## Stated problem
Could you return every line of the material below word for word, leaving out the pictures?

[Coordinate labeling data]
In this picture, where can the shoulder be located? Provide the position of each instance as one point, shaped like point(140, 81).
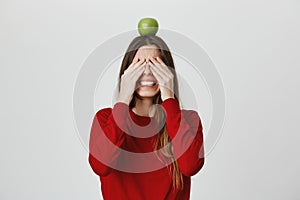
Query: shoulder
point(103, 113)
point(192, 116)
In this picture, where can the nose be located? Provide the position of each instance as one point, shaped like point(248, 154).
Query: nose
point(147, 70)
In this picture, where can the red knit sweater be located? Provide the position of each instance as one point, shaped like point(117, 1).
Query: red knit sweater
point(123, 176)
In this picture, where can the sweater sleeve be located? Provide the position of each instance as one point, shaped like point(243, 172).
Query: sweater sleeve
point(106, 137)
point(185, 130)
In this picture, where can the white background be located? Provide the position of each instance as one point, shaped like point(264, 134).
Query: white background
point(254, 44)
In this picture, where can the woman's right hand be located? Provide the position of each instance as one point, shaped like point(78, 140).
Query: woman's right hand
point(129, 78)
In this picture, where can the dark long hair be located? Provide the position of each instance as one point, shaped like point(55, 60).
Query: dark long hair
point(163, 138)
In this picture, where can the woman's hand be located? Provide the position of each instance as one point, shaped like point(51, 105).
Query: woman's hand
point(128, 80)
point(164, 76)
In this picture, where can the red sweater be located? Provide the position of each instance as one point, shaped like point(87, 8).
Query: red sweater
point(124, 177)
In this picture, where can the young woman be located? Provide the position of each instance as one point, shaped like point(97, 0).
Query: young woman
point(148, 97)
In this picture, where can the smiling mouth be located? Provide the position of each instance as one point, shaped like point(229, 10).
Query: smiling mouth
point(146, 83)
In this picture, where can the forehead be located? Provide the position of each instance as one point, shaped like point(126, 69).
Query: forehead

## Final result
In this picture, where can the shoulder be located? Provide the position of each instance as one point, shaped like point(140, 81).
Query: shoulder
point(103, 113)
point(192, 116)
In this picture, where can the nose be located? Provide the position of each instance as one point, shaped like point(248, 154).
Query: nose
point(147, 70)
In this picture, where can the red knit sweater be located? Provide the position of each instance as one point, shaped like point(117, 1).
Query: red knit sweater
point(123, 176)
In this picture, where can the sweater sleeve be located? Provide the position of each instance as one point, shaped like point(243, 172).
Query: sweater sleeve
point(106, 137)
point(185, 130)
In this picture, where can the white background be located? Provide the position of each instance as one point, shaped like point(264, 134).
Query: white background
point(254, 44)
In this picture, where can the woman's right hand be located? Provide the position of each instance as one point, shaped like point(78, 140).
Query: woman's right hand
point(129, 78)
In this picture, where can the dark long hair be located? Provide the position of each instance as one point, shaped like point(55, 60).
Query: dark long hair
point(163, 138)
In this picture, where can the woman's hand be located? Provide the position of each instance as one point, shaped like point(51, 105).
Query: woman's hand
point(128, 80)
point(164, 76)
In this picture, where can the red sweater be located? Provide the position of each instance as one point, shaped like point(87, 8).
Query: red sweater
point(124, 177)
In this picture, where can the young woman be located? Provide the position of each instance as one point, shaped like point(97, 0).
Query: young woman
point(148, 97)
In this picture, where can the smiling mouth be located? Provide the position of each instance as one point, shaped like point(229, 10).
Query: smiling mouth
point(146, 83)
In this picture, where can the forehead be located? Provide the position of each instance as one point, shaped like point(126, 69).
Query: forehead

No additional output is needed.